* TRECHO *
Crítica | Batman & Robin
A primeira fala do Batman de Val Kilmer em Batman Eternamente, envolve ele e Alfred discutindo sobre a janta do herói, com Bruce se negando a comer em casa, dizendo que irá em um drive thru, quebrando já no inicio a ideia de que aquele poderia ser um filme sério. A abordagem que o novo diretor dava a franquia iniciada por Tim Burton em Batman se distanciava cada vez mais daquele tom dark e violento, e seguiria nesse estilo, na nova versão de Batman e Robin, com um início igualmente esdrúxulo, onde após os créditos iniciais e uma apresentação que deveria ser épica – mas que soa patética – do batmóvel é cortada por uma conversa infantil, entre o Robin de Chris O’Donnel, que agora usa um uniforme que lembra o de Asa Noturna nos quadrinhos, com o novo morcego de George Clooney, onde o jovem deseja usar o carro, por conta das gatinhas se amarrarem, enquanto o cruzado encapuzado diz que é por isso que o Superman trabalha sozinho. Essa piada infame talvez tenha sido a pá de cal em cima da pretensão da Warner em usar esse e Superman Lives como iniciativa do seu universo compartilhado no cinema.
É comum entre fãs do personagem criado por Bill Finger e Bob Kane, dizer que o arqui inimigo do Batman é Joel Schumacher e não o Coringa, e isso talvez seja uma grande injustiça. Claramente a culpa do que foi cometido em Batman e Robin é não única e exclusivamente dele. Em materiais de divulgação dos DVDs e Blurays do filme, o diretor pede desculpas se ofendeu alguém, mas a realidade é a que a responsabilidade que lhe foi imposta era árdua, pois produtores e roteiristas pareciam embuidos em sabotar essa quarta versão da saga.
Nos cinco primeiros minutos de filme, Alfred (Michael Gough) faz piada com pizzas, Batman conversa com o Comissário Gordon (Pat Hingle) em um dispositivo televisivo em seu carro, claramente para vender brinquedos não só do carro, como também desse visor, e o Senhor Frio de Arnold Schwarzenegger – que é aliás o primeiro nome nos créditos – é capaz de entre a minutagem de 4:19 e 5:08 ele consegue proferir três frases com trocadilhos relacionados a frio, e seriam 27 ao longo dos 124 minutos de exibição. A obrigação em vender merchandising é da Warner, e esses diálogos artificiais foram escritos por Akiva Goldsman.
Evidente que Schumacher poderia ter recusado voltar, diante do texto que tinha em mãos e diante das exigências imbecis que o estúdio propunha, mas a realidade é que recusar a realização de um sonho, de poder traduzir no cinema uma historia do seu personagem favorito não é uma decisão fácil, vide Nicolas Cage aceitando ser o Superman e fazendo Motoqueiro Fantasma, mas a dura realidade é que praticamente nada faz sentido aqui.

* EXTRATO DE DADOS *
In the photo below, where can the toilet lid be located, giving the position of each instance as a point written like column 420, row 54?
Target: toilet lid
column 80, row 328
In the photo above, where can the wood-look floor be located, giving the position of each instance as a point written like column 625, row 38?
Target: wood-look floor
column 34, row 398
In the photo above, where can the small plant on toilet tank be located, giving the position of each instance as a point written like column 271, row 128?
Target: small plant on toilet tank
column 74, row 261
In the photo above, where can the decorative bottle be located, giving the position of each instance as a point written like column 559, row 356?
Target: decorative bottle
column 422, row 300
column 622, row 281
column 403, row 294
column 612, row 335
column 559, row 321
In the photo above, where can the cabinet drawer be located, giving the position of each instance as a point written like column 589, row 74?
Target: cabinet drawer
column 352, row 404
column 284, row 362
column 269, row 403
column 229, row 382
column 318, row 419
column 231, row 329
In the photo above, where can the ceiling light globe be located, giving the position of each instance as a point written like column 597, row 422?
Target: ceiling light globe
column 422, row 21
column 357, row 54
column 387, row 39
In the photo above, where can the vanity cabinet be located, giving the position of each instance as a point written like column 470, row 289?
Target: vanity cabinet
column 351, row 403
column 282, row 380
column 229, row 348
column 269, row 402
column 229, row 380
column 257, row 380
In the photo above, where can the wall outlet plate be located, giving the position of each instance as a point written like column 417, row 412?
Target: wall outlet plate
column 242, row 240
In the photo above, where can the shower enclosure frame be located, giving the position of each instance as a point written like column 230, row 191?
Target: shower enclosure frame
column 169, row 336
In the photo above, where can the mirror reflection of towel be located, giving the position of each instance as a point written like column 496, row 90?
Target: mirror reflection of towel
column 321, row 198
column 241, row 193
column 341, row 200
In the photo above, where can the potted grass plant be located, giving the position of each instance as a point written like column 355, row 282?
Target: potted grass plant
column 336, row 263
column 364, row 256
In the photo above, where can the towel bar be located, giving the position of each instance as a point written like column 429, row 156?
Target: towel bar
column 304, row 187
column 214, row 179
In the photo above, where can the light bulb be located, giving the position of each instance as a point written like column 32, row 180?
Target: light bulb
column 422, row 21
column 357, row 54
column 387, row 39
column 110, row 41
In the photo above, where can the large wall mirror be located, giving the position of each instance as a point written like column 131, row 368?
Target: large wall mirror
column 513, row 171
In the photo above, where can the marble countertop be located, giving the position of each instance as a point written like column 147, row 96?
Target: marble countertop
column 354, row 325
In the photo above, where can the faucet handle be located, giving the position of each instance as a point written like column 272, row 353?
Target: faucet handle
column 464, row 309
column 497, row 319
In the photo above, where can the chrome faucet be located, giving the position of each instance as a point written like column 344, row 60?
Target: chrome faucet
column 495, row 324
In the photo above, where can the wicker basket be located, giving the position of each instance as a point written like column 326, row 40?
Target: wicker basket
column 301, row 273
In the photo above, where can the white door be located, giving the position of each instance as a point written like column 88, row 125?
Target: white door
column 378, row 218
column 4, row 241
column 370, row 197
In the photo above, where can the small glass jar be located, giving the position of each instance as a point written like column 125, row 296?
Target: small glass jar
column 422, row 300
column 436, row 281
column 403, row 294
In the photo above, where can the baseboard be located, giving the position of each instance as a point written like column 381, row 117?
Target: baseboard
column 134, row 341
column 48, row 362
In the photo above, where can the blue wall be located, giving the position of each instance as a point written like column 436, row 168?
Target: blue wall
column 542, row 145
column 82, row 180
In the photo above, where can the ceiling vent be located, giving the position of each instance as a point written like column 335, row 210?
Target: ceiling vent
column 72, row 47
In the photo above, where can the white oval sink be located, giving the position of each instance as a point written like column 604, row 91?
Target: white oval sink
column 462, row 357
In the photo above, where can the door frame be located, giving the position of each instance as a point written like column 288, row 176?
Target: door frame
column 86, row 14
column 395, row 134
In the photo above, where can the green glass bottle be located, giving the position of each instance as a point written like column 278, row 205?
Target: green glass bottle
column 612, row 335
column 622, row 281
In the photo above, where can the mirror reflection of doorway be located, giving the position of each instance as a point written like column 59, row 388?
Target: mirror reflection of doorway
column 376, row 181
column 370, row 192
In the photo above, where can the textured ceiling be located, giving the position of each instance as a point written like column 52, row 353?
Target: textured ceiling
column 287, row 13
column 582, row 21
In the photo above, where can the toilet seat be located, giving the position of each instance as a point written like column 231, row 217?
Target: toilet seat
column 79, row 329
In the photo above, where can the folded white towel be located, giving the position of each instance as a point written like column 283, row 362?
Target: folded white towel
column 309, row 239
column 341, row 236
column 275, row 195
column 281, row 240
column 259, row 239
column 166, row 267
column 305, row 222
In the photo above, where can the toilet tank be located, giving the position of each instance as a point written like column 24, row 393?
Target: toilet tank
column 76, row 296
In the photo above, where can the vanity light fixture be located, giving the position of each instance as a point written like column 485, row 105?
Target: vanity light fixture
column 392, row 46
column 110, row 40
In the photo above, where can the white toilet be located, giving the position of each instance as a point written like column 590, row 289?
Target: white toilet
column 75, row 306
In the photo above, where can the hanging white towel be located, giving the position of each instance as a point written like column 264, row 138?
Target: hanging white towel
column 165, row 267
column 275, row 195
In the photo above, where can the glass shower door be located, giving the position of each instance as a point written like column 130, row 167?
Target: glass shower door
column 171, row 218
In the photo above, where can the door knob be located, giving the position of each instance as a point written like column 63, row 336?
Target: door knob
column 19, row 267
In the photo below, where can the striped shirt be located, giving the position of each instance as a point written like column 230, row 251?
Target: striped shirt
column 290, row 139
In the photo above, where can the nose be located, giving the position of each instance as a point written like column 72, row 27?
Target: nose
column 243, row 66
---
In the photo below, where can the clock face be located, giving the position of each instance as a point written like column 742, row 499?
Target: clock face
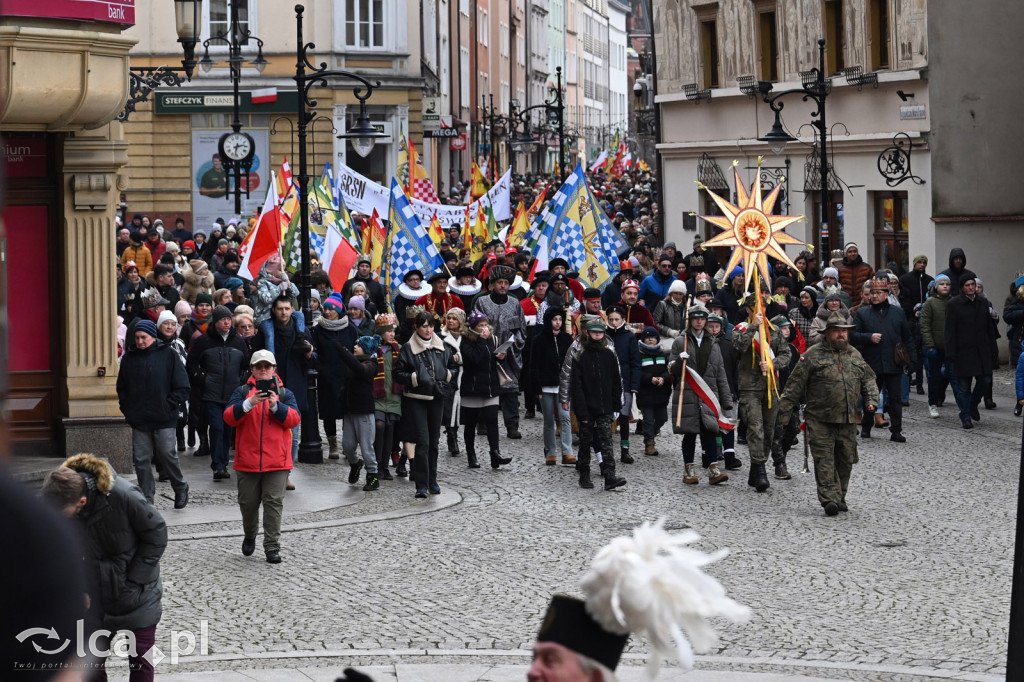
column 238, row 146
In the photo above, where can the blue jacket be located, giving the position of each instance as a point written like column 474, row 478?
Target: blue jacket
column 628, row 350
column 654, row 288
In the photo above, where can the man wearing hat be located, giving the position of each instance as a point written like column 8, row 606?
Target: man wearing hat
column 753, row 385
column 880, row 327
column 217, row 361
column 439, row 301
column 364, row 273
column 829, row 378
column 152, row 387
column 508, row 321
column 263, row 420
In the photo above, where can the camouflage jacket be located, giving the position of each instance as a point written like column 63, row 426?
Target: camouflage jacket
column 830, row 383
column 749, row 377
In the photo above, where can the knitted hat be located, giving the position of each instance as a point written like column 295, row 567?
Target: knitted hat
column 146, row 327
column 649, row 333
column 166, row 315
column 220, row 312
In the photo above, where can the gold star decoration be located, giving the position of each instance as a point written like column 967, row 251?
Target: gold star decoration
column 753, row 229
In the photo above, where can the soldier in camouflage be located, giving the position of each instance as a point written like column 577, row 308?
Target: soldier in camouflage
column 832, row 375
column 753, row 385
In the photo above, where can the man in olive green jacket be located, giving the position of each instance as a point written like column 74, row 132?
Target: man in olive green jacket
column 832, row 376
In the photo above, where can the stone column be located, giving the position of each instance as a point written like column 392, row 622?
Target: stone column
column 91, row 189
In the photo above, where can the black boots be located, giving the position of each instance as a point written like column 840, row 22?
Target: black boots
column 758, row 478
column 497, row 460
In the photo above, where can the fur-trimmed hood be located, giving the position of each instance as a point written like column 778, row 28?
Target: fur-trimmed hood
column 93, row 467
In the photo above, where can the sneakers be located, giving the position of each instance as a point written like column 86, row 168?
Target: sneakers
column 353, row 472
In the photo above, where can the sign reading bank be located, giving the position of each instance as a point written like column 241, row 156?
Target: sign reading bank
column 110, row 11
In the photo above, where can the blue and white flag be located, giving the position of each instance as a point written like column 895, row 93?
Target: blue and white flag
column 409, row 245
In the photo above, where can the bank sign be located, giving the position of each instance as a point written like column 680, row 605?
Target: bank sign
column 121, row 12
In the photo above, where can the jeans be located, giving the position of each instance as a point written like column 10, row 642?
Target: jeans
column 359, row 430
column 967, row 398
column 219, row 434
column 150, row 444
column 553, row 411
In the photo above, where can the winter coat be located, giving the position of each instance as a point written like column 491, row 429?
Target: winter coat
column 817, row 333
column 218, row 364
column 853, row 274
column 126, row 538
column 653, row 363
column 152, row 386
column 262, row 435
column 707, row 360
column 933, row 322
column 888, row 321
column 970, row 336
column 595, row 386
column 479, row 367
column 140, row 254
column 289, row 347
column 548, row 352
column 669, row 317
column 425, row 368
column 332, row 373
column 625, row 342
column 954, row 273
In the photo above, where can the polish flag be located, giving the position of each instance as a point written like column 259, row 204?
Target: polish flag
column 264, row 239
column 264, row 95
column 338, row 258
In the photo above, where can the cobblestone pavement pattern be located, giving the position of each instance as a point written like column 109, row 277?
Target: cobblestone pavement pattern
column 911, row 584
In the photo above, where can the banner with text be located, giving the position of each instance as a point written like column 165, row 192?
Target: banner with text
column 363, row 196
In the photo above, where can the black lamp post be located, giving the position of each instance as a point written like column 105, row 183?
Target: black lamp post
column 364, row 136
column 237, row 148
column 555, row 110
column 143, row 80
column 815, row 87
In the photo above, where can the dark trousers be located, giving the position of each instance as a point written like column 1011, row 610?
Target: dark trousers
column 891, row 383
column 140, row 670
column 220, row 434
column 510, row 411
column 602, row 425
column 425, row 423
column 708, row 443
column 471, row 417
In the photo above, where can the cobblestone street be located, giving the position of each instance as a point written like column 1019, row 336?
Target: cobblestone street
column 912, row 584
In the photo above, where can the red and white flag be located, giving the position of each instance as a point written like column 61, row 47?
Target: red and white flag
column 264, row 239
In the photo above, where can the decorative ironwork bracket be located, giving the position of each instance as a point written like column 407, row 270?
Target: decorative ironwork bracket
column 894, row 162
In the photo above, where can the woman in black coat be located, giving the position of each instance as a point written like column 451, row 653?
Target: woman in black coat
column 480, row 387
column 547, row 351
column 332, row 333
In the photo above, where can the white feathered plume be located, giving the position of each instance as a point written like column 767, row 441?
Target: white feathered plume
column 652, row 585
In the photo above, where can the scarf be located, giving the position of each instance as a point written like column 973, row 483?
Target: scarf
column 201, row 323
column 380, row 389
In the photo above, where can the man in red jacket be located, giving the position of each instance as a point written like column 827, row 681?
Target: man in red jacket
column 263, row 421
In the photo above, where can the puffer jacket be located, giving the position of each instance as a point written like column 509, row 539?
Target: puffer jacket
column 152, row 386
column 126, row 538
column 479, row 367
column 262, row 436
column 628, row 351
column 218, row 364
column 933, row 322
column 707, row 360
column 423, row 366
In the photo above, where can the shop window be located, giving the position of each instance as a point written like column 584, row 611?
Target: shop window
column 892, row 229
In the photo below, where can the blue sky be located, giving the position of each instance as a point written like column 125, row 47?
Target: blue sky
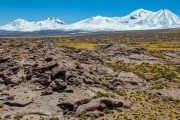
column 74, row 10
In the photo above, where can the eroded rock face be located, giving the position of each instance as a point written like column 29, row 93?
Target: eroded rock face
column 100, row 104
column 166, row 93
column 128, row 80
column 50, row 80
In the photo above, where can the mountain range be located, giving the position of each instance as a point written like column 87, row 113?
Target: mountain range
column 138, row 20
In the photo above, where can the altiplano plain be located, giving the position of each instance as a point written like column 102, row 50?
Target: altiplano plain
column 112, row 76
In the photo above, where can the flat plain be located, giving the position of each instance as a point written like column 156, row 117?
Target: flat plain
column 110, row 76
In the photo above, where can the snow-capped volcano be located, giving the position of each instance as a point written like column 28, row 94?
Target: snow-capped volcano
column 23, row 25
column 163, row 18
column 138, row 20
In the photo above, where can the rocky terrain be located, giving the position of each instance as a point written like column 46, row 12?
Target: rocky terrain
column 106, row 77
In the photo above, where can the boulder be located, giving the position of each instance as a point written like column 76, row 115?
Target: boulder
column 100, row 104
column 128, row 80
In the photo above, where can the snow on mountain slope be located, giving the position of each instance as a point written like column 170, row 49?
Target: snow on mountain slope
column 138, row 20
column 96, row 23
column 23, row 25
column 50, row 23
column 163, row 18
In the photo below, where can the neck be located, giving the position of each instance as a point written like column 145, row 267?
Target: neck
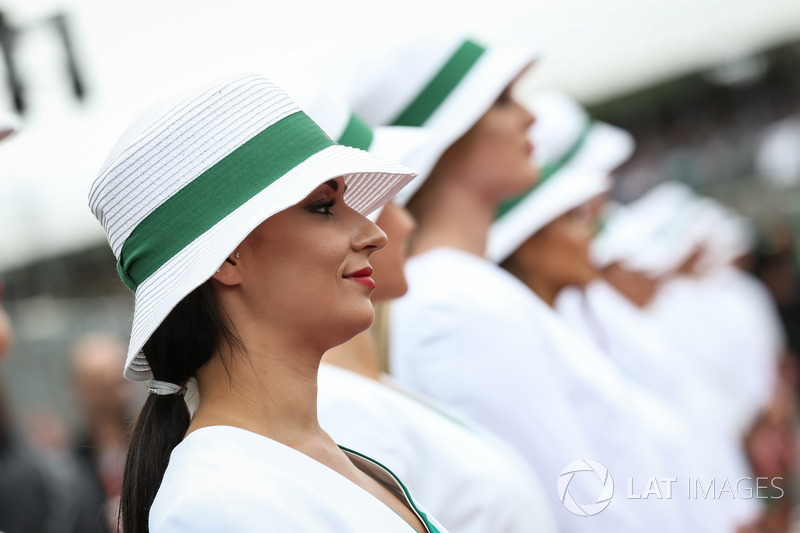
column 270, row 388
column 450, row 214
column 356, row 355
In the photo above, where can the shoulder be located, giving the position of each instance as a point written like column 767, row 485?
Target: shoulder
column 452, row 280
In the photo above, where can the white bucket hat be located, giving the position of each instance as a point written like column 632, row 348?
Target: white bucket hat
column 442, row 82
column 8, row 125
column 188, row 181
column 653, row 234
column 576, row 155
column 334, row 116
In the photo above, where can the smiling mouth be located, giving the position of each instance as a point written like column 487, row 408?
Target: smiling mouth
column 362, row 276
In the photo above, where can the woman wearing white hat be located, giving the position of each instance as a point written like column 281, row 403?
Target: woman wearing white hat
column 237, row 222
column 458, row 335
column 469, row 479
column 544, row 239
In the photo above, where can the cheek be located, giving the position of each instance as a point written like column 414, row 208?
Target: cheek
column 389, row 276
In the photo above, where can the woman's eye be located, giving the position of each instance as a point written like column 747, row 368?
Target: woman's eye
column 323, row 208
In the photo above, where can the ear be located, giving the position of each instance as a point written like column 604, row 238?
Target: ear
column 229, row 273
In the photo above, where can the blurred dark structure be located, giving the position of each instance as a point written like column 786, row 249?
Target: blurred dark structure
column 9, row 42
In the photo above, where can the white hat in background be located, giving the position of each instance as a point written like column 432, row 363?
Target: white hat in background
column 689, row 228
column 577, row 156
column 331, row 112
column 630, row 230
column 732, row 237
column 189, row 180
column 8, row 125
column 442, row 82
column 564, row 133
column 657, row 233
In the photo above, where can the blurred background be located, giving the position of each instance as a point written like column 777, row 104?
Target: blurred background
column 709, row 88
==
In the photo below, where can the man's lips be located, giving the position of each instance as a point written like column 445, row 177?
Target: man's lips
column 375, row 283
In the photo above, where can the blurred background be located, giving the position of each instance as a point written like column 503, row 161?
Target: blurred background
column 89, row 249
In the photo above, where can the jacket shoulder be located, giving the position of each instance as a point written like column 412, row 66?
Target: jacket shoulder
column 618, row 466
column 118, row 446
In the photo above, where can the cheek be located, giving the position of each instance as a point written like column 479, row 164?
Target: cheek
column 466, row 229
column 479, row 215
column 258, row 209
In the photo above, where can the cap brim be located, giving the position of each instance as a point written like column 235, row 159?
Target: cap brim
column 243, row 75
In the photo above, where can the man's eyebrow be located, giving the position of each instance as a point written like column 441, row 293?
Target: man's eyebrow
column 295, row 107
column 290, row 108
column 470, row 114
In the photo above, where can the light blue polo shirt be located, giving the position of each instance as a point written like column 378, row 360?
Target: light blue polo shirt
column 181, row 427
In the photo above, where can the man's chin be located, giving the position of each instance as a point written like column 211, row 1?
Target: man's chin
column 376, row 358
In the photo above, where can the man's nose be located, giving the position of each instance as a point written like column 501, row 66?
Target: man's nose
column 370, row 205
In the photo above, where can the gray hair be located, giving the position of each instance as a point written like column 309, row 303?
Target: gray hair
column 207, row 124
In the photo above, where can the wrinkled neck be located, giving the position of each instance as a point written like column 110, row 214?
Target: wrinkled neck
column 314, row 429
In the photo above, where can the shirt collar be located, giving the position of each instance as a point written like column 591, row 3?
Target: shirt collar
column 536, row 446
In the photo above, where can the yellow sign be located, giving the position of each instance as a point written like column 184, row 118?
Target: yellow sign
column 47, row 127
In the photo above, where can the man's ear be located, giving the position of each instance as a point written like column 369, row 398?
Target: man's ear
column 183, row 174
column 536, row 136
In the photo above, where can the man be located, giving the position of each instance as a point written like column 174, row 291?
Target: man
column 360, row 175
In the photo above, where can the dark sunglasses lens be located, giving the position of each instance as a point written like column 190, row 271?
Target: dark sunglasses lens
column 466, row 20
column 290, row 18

* O QUE SE PEDE *
[1] Edite a crítica de Batman & Robin começando em "Nos cinco primeiros" e seguindo até "por Akiva Goldsman.", substituindo "pizzas" por "sanduíches".
[2] Responda com base na crítica de Batman & Robin:
(a) Qual ator interpreta o Robin?
(b) Quem faz o Senhor Frio?
(c) Quem criou o personagem do Batman?
[3] Por favor, continue a crítica de Batman & Robin a partir do ponto em que ela termina.
A listagem provém de outra fonte.

* RESULTADOS POR TAREFA *
[1]
Nos cinco primeiros minutos de filme, Alfred (Michael Gough) faz piada com sanduíches, Batman conversa com o Comissário Gordon (Pat Hingle) em um dispositivo televisivo em seu carro, claramente para vender brinquedos não só do carro, como também desse visor, e o Senhor Frio de Arnold Schwarzenegger – que é aliás o primeiro nome nos créditos – é capaz de entre a minutagem de 4:19 e 5:08 ele consegue proferir três frases com trocadilhos relacionados a frio, e seriam 27 ao longo dos 124 minutos de exibição. A obrigação em vender merchandising é da Warner, e esses diálogos artificiais foram escritos por Akiva Goldsman.

[2]
(a) Chris O'Donnel.
(b) Arnold Schwarzenegger.
(c) Bill Finger e Bob Kane.

[3]
Ainda na cena inicial do museu, os capangas de Frio jogam hockei com o diamante que ele roubou, o mesmo que precisaria estar intacto para formar a máquina que tentaria trazer sua esposa a vida. Os exageros continuam, Victor Fries lança uma rajada de gelo na direção do herói, o suficiente para matar de hipotermia o personagem, mas ele basicamente só manieta o Morcego, levemente, cobrindo suas mãos com um gelinho muito bem talhado. Mas em um filme onde patins saem das botas do Batman, onde a dupla dinâmica surfa com as portas da nave do vilão, desliza na cauda de dinossauros de um museu e onde Schwarzenneger faz cosplay de pomba congelada, com direito a asinha estilizada como as de uma mariposa, pode absolutamente tudo.
Não bastasse um cenário super bizarro ligado a vilões, há um segundo, envolvendo a versão do Homem Florônico com John Glover fazendo experimentos contra a vontade de suas cobaias, no entanto, cabe a Pamela Isley a primeira inteiração daqui, com a sua interprete Uma Thurman lamentando que ainda não conseguiu fundir a estrutura animal com a das plantas. Enquanto isso, é criado Bane, um homem franzino, que é anabolizado por uma droga chamado Veneno, e que está lá para ser vendido entre soberanos de países, com pastiches de reis africanos, sósias de Fidel Castro, de chineses e outros asiáticos,e esse é só o início dos exageros.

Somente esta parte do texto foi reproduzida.